-- Opening Marker --
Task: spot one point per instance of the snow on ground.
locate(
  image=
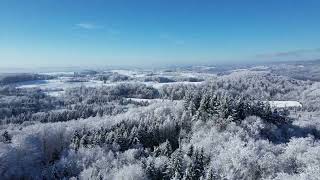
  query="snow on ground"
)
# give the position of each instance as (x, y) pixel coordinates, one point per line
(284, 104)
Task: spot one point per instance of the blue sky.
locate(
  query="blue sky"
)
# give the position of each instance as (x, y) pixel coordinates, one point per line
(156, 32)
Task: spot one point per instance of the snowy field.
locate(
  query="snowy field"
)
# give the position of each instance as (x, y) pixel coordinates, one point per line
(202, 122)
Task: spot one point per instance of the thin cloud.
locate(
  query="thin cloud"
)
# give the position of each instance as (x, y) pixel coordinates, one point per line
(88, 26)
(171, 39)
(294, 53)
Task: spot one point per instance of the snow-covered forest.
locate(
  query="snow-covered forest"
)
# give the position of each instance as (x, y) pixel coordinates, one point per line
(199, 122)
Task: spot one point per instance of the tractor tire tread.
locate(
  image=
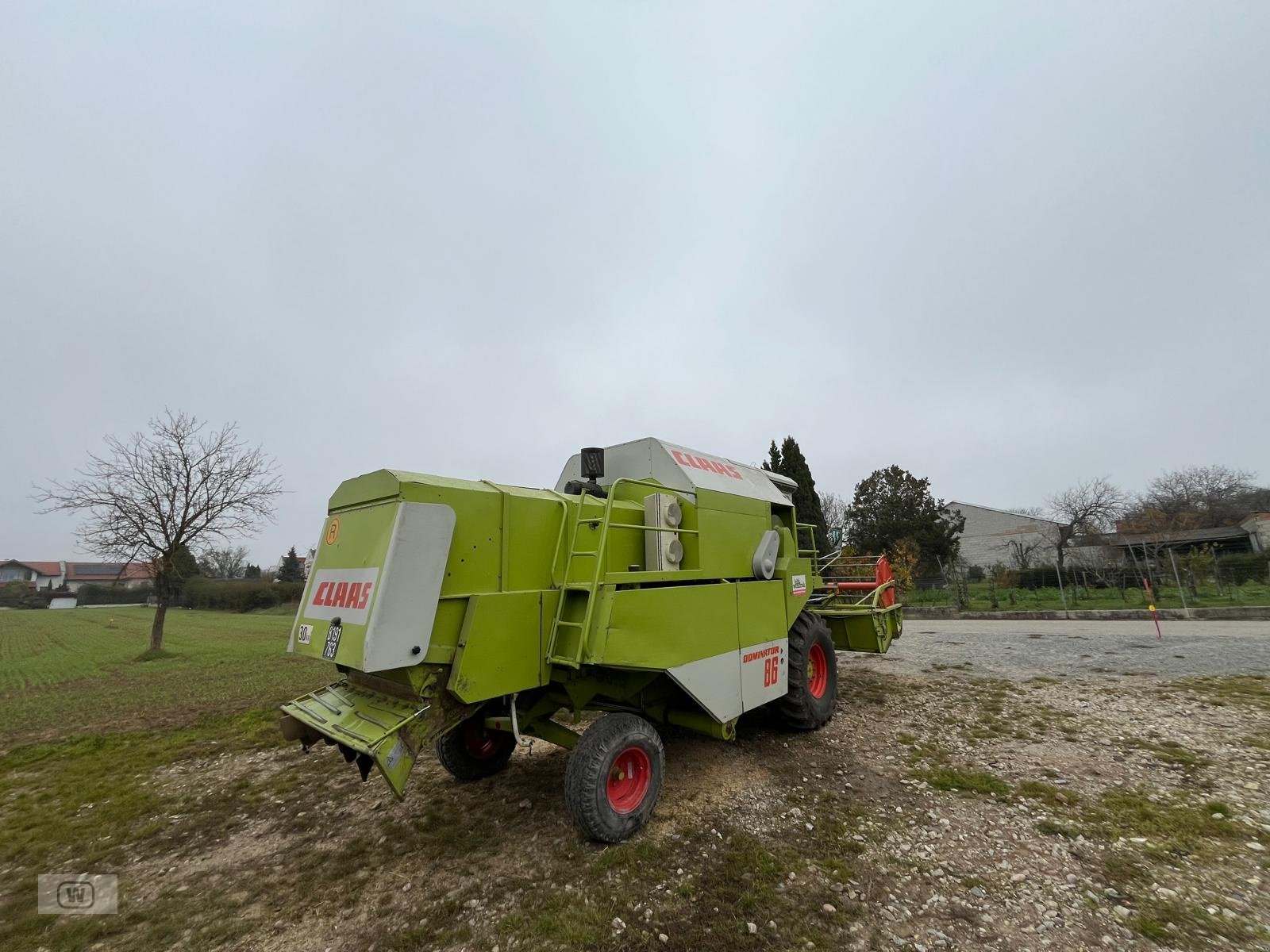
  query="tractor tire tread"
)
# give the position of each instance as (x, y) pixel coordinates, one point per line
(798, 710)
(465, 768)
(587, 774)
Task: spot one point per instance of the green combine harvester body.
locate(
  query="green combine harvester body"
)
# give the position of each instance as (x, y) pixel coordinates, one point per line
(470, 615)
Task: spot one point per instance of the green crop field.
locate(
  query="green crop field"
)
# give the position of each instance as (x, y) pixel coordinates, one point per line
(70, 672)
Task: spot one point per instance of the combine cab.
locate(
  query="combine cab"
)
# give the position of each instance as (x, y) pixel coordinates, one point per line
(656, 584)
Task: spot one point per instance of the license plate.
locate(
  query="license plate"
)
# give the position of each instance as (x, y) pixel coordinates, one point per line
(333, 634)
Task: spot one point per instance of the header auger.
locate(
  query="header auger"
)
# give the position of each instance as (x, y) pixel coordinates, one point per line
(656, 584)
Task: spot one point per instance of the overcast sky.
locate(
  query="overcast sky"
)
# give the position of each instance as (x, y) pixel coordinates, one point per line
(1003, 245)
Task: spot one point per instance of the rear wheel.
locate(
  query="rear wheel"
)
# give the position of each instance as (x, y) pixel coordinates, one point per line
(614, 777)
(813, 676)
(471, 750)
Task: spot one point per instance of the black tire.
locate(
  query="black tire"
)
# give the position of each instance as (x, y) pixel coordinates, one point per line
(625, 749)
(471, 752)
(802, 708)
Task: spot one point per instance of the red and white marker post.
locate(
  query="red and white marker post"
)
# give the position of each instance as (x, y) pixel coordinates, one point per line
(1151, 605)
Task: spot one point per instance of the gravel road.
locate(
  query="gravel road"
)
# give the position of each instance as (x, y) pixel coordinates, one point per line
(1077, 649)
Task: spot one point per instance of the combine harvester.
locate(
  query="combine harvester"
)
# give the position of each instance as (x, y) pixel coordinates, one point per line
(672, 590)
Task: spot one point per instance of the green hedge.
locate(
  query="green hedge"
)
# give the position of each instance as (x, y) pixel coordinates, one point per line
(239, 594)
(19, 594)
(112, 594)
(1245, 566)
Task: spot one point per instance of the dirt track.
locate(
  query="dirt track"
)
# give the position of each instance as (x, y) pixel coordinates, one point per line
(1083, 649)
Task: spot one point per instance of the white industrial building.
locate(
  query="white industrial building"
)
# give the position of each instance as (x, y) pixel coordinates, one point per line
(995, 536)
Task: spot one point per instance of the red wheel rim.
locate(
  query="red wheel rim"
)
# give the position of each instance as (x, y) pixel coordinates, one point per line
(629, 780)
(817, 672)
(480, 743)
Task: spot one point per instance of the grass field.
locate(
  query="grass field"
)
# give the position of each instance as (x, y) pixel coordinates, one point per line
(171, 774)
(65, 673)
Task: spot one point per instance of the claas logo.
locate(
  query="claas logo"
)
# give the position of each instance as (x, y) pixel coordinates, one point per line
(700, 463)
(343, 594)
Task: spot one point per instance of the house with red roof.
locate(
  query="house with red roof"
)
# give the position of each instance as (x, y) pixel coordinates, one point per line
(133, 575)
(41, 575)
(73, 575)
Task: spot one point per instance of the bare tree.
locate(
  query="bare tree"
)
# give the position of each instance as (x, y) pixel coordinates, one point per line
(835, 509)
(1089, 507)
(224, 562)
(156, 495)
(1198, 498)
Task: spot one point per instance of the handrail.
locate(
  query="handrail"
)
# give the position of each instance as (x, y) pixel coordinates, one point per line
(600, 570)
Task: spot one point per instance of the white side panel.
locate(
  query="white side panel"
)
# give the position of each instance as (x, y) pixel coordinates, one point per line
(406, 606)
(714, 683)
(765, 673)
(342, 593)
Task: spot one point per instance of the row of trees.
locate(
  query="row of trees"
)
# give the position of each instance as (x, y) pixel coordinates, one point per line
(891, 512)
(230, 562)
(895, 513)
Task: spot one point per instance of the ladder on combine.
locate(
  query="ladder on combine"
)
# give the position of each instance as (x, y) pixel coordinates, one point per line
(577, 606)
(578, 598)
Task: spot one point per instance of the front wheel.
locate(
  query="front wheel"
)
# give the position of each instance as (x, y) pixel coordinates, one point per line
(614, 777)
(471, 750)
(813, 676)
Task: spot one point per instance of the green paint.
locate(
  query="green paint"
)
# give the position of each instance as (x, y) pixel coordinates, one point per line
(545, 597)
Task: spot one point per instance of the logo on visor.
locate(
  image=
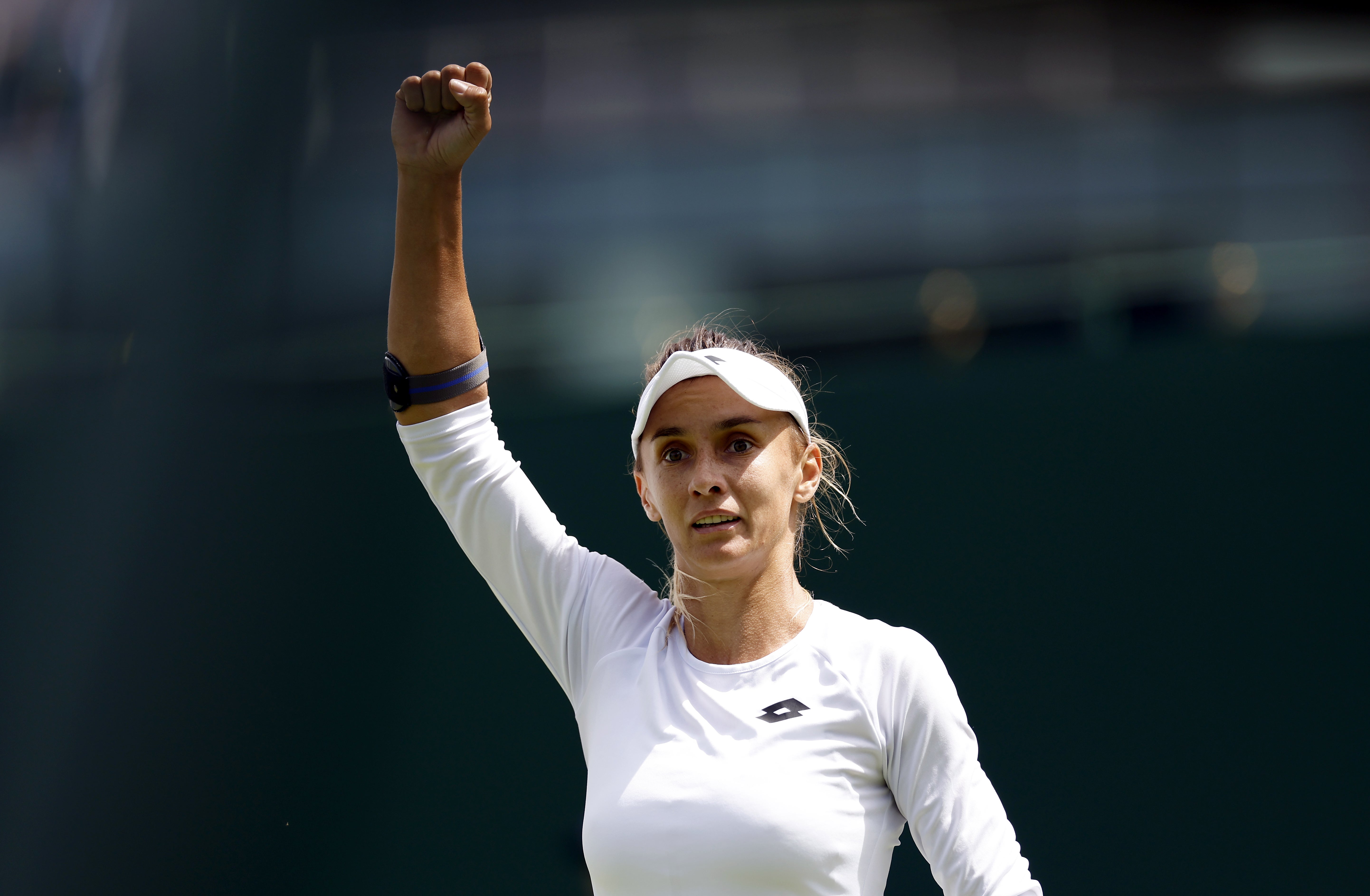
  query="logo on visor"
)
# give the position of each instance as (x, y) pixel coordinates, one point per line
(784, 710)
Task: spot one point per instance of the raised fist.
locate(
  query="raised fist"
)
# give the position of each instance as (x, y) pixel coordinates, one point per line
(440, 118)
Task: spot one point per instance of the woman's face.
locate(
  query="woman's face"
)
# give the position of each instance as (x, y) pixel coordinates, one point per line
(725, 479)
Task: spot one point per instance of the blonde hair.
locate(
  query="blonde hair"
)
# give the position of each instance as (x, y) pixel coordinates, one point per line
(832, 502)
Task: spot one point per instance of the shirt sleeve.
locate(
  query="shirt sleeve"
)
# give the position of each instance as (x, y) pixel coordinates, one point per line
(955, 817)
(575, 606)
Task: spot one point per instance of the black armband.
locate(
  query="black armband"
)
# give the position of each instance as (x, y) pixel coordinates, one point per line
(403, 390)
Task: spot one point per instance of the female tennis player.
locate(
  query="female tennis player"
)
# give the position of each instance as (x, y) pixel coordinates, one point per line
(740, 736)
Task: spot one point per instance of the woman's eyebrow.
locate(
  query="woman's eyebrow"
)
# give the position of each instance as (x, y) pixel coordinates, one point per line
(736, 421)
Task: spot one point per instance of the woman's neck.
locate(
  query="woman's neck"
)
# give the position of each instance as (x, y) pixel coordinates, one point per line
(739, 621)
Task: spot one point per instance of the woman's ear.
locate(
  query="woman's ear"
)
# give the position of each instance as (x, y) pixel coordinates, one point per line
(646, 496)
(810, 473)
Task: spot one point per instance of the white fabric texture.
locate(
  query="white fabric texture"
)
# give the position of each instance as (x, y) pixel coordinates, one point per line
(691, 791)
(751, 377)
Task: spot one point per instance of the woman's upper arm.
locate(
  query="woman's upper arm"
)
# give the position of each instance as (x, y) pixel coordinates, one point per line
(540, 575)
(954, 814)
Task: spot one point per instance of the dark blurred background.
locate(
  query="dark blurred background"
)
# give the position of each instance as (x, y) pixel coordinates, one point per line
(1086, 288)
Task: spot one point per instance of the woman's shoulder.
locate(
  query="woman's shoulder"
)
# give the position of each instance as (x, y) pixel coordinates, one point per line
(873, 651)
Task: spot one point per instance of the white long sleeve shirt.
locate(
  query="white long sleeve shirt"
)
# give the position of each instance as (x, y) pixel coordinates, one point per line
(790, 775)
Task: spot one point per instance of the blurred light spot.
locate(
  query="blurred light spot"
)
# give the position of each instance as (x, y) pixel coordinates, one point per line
-- Closing Marker --
__TASK DETAILS__: From the entries above, collect every line with the string "body" in it.

__OUTPUT FOR THIS EXERCISE__:
Task: spot one point per instance of the green combine harvester body.
  query="green combine harvester body"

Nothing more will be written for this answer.